**O QUE FAZER**
Por favor, indique com quem o porto de Aveiro desenvolve projetos em parceria na área da logística e do funcionamento em rede, segundo o texto apresentado.

A ideia que temos é que a nova configuração da barra vai melhorar o desempenho do porto de Aveiro, facilitando a entrada de navios e permitindo que esteja menos tempo fechada à navegação.
Há outros investimentos previstos?
Este é o projeto mais desafiante e vai passar por várias administrações. Seguramente, não estarei cá, na administração, para ver o fim. A ideia é dar os passos que têm de ser dados para que consiga ser concretizado.
Além deste projeto, temos tido uma estratégia de divulgação do porto bastante forte e conseguido captar investimentos privados. Neste negócio portuário, a notoriedade é muito importante. Os portos têm de ser conhecidos. É fundamental que se saiba que o porto de Aveiro existe, quais são as suas capacidades, qual é o seu potencial de crescimento e quais os negócios que pode ajudar a desenvolver. É importante ter a noção que o porto vai muito para além do cais. O cais é a face visível, mas o porto é um fator de desenvolvimento económico para a região. Saber que consigo ter as minhas cargas a entrar ou a sair daqui de forma económica é fundamental. No que respeita à logística e ao funcionamento em rede, temos vários projetos em desenvolvimento em parceria com Salamanca e com a Mealhada e os respetivos terminais rodoferroviários.

**ENTRADAS LISTADAS**
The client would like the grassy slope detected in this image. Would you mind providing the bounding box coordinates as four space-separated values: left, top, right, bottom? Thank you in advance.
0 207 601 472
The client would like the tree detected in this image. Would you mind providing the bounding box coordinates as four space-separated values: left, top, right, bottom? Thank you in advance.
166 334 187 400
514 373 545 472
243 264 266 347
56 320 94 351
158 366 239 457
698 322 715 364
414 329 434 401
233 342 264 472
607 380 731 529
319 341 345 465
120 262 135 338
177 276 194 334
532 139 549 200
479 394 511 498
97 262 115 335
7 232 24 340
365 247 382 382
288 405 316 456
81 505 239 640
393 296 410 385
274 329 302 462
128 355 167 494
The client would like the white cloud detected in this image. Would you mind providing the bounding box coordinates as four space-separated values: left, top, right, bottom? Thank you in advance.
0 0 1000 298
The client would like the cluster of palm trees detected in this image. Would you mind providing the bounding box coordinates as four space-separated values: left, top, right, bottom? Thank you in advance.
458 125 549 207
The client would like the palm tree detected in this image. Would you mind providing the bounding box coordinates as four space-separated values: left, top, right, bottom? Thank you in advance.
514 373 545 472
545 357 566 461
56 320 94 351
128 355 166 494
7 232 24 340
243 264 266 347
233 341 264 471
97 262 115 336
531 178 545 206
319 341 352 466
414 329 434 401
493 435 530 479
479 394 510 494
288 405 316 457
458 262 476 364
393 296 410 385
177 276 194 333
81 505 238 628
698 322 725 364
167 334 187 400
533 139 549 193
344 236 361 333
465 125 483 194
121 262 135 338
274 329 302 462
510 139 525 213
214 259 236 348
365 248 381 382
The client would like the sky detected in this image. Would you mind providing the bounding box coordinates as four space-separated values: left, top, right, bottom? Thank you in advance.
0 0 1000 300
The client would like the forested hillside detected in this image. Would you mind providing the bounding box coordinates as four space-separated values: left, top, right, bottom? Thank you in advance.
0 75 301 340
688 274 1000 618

**EXERCÍCIO RESOLVIDO**
Com Salamanca e com a Mealhada e os respetivos terminais rodoferroviários.